*Directive*: Lay out the listing from the line with "Query: blue sky" through the line with "177 40 L 242", both lines included, as a two-column CSV with the columns input and mask. Give each text and its answer one row, putting each in a single quoted field and turning line breaks into spaces.

(Region segmentation data)
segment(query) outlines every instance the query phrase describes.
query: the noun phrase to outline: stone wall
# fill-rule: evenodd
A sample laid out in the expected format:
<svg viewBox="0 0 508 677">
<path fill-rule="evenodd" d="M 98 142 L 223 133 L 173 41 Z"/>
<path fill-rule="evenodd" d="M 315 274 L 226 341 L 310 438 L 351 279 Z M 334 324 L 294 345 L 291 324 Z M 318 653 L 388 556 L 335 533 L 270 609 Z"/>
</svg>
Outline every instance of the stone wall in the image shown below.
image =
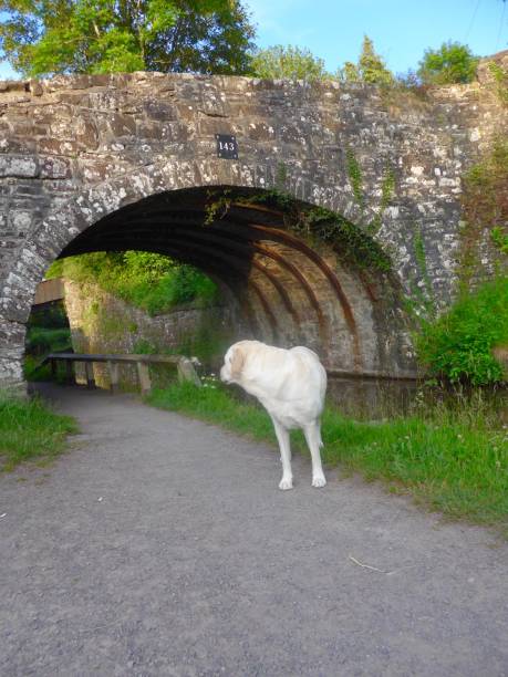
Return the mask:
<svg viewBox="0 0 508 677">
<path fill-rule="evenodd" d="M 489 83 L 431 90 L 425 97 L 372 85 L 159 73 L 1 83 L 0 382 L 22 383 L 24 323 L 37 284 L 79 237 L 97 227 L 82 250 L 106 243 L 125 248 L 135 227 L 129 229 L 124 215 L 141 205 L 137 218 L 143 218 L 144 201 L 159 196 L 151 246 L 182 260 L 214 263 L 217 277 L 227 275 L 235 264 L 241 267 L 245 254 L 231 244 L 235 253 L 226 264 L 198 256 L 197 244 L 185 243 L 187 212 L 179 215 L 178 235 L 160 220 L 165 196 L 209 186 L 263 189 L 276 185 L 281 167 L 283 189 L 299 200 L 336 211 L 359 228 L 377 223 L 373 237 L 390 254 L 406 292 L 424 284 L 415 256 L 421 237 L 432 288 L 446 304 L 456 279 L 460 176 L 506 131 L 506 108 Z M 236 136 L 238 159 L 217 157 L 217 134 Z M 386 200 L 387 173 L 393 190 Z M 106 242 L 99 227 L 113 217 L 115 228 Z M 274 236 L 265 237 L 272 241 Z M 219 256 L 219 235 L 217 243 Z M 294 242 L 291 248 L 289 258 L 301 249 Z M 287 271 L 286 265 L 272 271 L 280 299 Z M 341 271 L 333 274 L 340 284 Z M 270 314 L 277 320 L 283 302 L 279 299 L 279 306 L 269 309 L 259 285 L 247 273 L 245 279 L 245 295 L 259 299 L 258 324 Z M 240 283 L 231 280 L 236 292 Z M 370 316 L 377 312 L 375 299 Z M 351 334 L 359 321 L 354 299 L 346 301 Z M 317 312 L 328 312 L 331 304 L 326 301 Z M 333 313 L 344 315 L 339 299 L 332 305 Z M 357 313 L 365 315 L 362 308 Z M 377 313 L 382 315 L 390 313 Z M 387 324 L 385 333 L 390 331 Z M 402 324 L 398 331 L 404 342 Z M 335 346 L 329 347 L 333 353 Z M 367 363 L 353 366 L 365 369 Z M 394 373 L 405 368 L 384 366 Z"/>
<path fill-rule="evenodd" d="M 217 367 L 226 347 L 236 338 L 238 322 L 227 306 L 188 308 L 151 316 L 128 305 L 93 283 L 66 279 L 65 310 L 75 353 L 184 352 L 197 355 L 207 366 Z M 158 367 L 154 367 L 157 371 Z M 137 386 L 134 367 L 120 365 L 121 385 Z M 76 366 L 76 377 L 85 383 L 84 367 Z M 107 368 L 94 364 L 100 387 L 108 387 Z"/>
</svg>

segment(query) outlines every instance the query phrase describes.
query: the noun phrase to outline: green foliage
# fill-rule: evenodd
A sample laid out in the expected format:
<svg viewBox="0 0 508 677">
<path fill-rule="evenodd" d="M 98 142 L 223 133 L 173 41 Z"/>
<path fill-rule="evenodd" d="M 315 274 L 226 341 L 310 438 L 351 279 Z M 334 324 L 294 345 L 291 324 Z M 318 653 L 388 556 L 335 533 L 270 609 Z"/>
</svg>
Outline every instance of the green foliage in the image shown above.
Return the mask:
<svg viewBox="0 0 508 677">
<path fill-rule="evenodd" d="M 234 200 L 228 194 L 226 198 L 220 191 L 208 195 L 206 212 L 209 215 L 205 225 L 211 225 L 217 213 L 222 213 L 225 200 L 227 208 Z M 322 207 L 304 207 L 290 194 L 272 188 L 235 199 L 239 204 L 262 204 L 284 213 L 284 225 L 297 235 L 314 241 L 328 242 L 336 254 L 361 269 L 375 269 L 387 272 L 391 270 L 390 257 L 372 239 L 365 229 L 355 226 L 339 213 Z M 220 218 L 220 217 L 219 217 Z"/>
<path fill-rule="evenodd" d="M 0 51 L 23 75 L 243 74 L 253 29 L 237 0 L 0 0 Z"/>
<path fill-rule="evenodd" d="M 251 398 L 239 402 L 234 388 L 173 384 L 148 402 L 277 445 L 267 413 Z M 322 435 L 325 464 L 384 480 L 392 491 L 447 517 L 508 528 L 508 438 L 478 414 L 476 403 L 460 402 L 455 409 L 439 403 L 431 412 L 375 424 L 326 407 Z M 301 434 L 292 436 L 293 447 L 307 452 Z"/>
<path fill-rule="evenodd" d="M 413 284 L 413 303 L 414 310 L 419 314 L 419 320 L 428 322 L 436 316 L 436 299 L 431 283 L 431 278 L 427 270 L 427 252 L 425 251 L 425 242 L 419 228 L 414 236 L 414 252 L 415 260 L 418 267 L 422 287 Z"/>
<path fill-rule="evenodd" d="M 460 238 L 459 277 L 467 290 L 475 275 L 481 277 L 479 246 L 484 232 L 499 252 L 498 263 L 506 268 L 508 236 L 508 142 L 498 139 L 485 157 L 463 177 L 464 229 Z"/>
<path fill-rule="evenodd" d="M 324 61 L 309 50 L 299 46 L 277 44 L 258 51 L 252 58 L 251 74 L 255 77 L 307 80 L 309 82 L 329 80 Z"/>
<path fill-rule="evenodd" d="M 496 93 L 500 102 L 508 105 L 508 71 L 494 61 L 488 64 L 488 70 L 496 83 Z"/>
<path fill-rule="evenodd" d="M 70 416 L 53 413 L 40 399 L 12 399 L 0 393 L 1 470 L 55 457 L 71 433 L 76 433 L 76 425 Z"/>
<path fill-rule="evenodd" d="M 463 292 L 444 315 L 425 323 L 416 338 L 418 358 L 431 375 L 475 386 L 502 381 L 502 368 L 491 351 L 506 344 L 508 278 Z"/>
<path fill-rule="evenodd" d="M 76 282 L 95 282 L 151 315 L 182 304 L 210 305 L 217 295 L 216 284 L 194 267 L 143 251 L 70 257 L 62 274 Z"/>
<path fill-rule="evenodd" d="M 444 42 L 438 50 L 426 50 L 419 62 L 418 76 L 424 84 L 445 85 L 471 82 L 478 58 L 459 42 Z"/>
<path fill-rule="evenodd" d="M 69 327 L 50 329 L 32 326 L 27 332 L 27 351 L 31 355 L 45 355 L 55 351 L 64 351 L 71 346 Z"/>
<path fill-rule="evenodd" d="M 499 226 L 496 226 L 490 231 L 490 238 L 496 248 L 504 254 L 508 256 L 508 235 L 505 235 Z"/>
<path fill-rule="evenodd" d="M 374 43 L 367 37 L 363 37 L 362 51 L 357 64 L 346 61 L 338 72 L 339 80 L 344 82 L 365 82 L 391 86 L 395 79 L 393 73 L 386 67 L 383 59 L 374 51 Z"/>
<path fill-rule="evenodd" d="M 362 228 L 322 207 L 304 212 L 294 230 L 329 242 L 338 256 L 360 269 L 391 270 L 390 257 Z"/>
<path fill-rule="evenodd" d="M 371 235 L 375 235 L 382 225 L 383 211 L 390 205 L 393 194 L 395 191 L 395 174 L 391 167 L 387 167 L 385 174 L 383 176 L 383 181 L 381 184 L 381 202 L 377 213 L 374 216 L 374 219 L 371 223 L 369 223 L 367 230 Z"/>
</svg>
...
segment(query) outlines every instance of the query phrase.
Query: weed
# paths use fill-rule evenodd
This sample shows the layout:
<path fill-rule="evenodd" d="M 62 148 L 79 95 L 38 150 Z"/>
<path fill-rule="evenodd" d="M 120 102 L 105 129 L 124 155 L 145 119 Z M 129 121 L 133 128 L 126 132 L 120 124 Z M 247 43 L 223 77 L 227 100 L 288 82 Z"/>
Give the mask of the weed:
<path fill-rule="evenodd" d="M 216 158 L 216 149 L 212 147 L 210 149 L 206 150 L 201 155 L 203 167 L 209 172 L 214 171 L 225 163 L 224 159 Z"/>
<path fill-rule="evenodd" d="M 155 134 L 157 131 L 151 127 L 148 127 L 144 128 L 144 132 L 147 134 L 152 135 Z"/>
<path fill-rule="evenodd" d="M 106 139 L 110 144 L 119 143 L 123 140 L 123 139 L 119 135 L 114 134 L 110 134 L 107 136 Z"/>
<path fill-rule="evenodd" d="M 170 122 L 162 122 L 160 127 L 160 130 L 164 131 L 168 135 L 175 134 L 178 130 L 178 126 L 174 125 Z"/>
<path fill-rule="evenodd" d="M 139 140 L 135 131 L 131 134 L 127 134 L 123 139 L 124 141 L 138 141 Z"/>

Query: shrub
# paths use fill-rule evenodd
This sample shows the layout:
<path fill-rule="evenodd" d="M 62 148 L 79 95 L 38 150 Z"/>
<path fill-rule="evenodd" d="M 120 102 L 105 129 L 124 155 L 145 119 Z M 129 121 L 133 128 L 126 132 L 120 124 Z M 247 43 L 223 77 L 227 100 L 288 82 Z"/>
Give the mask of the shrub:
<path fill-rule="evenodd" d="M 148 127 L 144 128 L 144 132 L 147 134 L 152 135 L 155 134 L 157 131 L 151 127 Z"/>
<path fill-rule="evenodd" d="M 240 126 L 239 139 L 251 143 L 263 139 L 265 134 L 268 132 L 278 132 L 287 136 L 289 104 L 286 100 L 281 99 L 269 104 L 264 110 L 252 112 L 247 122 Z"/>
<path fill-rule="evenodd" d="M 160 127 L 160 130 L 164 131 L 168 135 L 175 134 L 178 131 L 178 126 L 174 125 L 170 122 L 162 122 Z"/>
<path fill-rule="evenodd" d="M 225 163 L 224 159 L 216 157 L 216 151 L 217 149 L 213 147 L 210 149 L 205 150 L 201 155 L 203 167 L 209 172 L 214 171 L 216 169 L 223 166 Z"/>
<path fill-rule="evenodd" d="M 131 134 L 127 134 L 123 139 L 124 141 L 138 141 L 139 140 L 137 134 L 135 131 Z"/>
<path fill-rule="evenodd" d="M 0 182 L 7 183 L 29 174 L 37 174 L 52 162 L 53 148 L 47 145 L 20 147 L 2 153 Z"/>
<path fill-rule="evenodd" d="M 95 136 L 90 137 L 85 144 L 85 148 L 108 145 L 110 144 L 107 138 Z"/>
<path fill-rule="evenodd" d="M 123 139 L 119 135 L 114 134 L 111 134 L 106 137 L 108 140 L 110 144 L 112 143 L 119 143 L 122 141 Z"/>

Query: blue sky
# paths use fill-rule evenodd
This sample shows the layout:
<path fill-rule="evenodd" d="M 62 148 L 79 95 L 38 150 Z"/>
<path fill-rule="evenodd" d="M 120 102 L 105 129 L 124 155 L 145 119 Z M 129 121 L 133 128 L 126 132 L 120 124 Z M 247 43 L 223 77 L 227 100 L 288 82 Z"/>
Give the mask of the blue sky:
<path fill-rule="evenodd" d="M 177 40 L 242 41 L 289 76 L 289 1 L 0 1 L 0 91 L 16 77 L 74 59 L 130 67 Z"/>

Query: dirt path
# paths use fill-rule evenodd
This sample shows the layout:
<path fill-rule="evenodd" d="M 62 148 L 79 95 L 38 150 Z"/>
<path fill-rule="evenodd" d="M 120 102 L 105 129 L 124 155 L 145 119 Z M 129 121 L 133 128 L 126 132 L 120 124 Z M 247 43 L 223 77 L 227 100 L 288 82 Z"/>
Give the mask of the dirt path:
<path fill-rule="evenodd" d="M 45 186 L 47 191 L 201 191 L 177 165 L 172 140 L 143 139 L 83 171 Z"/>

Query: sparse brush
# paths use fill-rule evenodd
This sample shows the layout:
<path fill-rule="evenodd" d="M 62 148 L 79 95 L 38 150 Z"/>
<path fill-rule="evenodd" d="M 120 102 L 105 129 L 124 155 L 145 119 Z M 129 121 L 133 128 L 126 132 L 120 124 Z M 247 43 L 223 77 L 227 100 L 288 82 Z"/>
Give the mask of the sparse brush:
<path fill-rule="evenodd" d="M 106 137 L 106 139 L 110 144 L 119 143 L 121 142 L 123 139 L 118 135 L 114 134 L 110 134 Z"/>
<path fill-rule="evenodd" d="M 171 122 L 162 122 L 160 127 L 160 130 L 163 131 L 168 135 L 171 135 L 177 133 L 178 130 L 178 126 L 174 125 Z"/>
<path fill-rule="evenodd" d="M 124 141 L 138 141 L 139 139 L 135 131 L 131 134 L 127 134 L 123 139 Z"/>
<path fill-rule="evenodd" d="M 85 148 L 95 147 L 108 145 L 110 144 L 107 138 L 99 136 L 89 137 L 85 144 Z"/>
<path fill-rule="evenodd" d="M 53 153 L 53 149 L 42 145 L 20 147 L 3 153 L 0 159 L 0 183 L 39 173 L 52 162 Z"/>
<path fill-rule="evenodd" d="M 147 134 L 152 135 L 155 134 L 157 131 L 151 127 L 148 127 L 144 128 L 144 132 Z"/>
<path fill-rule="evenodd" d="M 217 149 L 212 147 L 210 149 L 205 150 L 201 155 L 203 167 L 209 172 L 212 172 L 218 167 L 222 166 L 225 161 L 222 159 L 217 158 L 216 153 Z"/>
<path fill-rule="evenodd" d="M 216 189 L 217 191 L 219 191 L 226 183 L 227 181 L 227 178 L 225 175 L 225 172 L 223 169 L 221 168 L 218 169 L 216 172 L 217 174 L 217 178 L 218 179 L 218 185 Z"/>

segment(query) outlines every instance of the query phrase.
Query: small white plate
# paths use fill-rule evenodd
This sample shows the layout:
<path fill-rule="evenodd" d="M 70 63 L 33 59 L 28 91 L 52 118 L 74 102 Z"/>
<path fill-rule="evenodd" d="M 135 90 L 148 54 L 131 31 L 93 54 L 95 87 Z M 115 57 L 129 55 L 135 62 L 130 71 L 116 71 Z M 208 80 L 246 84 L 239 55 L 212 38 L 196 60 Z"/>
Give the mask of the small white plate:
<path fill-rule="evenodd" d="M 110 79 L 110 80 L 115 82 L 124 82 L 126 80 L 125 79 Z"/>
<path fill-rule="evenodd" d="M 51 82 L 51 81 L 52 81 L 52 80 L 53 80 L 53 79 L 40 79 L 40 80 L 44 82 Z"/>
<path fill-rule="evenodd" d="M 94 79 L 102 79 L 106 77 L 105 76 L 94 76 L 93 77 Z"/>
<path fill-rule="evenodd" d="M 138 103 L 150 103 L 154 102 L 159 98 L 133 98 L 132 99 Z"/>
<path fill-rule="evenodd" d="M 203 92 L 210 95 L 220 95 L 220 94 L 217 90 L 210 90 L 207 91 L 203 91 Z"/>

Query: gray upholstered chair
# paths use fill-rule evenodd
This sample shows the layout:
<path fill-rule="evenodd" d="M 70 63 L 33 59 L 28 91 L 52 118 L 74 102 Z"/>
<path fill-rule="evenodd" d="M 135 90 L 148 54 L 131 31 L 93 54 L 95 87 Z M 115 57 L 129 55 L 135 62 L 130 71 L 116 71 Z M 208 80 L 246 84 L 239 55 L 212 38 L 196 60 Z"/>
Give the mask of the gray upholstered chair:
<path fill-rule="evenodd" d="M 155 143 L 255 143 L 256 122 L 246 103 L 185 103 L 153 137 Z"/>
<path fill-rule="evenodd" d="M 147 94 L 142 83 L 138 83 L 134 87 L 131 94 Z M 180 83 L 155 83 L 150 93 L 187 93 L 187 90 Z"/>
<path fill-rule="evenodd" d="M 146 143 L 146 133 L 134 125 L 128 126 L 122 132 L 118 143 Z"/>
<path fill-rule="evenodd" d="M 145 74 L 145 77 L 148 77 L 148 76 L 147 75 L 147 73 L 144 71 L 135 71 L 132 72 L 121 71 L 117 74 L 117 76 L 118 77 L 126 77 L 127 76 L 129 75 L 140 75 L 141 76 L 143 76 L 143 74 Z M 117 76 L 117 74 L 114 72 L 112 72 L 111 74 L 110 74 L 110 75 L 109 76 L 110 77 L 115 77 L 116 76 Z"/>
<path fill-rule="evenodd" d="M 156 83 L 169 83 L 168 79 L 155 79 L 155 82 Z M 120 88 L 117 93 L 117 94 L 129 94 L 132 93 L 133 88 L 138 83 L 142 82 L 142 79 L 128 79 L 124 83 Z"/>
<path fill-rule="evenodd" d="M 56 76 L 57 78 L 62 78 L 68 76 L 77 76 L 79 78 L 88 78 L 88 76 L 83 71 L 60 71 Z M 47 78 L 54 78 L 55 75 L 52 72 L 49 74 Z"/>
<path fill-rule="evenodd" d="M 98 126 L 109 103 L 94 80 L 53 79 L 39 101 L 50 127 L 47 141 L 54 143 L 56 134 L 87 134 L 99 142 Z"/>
---
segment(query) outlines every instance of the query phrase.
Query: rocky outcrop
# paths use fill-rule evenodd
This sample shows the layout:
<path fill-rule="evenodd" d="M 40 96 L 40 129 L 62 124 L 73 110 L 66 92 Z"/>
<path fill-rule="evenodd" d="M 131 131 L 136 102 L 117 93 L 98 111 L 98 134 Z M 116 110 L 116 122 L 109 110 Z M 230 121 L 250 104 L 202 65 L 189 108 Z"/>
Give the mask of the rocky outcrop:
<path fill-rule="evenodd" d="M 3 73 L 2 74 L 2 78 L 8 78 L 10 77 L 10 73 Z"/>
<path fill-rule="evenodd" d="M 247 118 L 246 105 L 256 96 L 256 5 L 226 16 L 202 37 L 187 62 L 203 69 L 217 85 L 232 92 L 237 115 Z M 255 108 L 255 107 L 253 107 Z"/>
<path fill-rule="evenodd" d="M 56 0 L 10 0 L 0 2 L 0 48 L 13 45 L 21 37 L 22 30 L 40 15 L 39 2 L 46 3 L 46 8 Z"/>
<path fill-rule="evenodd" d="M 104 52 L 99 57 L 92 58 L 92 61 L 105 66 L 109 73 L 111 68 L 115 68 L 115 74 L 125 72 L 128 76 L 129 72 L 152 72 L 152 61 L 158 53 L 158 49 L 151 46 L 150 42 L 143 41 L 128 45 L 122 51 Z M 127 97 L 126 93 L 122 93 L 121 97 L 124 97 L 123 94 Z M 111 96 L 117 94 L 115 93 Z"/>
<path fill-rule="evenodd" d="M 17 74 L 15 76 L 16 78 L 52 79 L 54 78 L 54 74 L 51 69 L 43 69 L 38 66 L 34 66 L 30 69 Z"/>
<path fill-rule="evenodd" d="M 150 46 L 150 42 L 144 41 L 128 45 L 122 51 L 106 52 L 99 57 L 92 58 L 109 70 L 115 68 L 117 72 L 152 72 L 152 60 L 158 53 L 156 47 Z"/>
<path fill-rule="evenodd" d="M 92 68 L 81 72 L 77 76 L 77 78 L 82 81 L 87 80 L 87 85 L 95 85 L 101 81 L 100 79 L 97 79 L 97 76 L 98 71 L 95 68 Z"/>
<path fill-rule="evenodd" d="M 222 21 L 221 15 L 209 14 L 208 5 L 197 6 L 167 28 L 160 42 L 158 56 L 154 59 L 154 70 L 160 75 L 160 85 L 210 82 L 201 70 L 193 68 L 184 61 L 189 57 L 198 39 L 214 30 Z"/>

*Solution to this problem*:
input,mask
"Query: blue sky # paths use fill-rule evenodd This sample shows the layout: <path fill-rule=""evenodd"" d=""M 62 148 L 79 95 L 38 150 Z""/> <path fill-rule=""evenodd"" d=""M 120 102 L 105 129 L 124 155 L 145 119 Z M 129 121 L 133 128 L 126 132 L 120 124 Z M 247 43 L 223 77 L 227 100 L 288 82 Z""/> Give the mask of the blue sky:","<path fill-rule=""evenodd"" d=""M 177 40 L 242 41 L 289 76 L 289 1 L 0 1 L 0 91 L 16 77 L 74 59 L 130 67 Z""/>"